Task to complete: Write the line that contains "Where can the sky" and each one after it, word for word, ending with the final line of the data.

+++ Information given

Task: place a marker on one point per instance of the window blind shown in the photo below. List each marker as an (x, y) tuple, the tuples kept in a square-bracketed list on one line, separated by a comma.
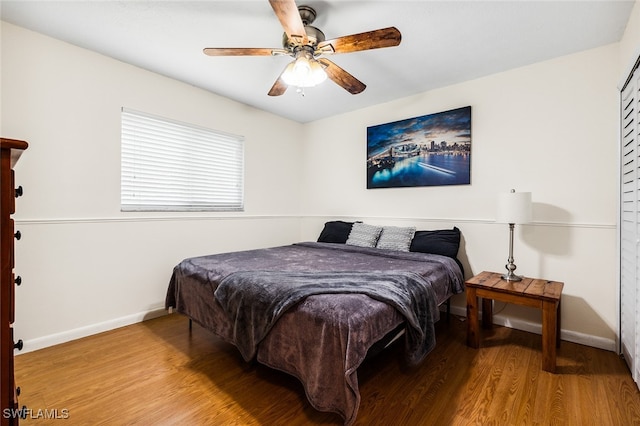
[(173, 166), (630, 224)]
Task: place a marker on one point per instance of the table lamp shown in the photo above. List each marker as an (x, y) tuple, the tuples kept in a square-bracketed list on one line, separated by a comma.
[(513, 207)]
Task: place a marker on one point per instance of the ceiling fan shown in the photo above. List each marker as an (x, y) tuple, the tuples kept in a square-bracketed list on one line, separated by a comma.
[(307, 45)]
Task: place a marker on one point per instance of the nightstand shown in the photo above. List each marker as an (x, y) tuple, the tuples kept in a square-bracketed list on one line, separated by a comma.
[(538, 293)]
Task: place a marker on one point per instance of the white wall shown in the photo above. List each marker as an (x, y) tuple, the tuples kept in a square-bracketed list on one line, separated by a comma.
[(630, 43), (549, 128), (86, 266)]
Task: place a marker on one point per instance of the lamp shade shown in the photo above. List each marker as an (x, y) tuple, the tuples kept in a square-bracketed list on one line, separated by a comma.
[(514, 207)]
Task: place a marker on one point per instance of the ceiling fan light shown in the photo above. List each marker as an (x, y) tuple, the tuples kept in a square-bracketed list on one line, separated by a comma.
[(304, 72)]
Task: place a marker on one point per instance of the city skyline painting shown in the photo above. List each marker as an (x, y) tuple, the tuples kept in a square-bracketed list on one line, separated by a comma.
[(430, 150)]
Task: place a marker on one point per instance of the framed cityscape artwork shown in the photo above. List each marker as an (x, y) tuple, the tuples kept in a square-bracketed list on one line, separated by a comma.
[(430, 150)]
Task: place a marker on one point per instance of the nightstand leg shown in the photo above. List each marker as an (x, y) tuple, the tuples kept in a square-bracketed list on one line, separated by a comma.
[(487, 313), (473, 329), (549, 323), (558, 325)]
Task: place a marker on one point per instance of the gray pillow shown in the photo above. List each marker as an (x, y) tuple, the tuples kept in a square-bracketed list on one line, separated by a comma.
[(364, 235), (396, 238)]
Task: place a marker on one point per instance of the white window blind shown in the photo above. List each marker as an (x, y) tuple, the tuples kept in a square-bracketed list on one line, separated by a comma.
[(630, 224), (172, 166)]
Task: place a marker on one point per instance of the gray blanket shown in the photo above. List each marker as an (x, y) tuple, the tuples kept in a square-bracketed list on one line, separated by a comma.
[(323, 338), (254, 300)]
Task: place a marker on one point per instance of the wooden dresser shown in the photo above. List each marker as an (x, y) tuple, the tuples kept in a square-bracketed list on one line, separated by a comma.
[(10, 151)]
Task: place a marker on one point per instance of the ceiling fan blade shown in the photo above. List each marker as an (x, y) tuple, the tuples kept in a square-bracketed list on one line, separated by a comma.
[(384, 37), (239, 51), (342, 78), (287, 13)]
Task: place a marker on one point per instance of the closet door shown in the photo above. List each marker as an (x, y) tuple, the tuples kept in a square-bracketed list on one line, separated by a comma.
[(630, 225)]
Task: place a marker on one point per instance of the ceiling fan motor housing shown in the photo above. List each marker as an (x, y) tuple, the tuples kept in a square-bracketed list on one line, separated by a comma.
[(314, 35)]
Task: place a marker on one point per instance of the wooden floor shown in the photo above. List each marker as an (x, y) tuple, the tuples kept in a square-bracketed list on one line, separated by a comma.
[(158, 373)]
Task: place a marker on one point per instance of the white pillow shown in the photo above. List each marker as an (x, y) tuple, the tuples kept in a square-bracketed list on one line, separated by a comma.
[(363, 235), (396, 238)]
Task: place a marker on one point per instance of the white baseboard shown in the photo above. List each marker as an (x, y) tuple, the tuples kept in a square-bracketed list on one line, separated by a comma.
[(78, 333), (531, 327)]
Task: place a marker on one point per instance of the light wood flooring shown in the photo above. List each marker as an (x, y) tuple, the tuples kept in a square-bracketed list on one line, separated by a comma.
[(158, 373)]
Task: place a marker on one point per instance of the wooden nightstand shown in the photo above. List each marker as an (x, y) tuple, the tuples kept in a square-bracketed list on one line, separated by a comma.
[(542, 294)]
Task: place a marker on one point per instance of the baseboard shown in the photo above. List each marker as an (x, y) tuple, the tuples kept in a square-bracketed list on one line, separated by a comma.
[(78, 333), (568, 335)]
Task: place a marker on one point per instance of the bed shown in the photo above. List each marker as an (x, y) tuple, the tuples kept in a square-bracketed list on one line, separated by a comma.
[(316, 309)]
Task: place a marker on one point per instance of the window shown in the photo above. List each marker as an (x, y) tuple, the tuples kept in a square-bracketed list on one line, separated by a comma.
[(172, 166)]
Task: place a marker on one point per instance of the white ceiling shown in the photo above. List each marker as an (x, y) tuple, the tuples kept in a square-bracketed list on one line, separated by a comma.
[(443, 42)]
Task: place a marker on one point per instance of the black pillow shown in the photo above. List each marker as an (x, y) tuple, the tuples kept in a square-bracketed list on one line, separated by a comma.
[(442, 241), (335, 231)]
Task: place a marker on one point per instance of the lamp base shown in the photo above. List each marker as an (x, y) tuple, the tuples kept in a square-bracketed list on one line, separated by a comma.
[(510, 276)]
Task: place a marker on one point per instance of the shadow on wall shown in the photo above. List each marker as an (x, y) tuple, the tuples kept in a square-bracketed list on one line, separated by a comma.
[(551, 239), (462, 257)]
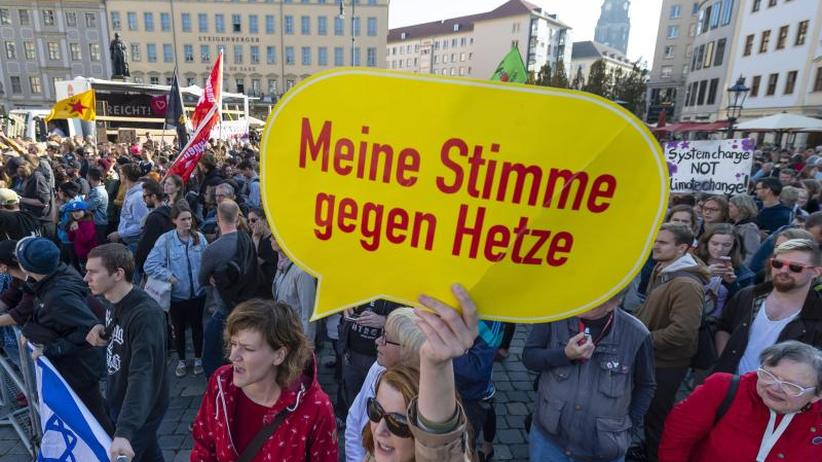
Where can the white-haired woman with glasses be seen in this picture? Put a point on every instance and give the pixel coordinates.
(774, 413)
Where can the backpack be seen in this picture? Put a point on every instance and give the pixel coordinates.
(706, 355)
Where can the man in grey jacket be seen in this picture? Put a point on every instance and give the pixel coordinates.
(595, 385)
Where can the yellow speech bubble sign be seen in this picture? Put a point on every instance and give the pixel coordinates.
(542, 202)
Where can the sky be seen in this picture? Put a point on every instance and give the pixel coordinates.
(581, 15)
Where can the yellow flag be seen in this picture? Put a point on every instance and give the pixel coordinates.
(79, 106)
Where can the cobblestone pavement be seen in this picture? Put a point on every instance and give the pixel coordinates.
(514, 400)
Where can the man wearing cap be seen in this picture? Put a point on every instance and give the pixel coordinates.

++++++

Solution:
Where can the sky be seen in this picture? Put a point on every instance and give the pixel coordinates.
(581, 15)
Where can the yellow flag be seen in this picture? Put a point on every instance and give the pixel coordinates.
(79, 106)
Where can the cobblestone pavement be seen in this picture? Put a point on every instance and give the pixel coordinates.
(514, 400)
Where can the man wearing cap be seen in this picture? Put a point on every instance and give the pixel coordinates.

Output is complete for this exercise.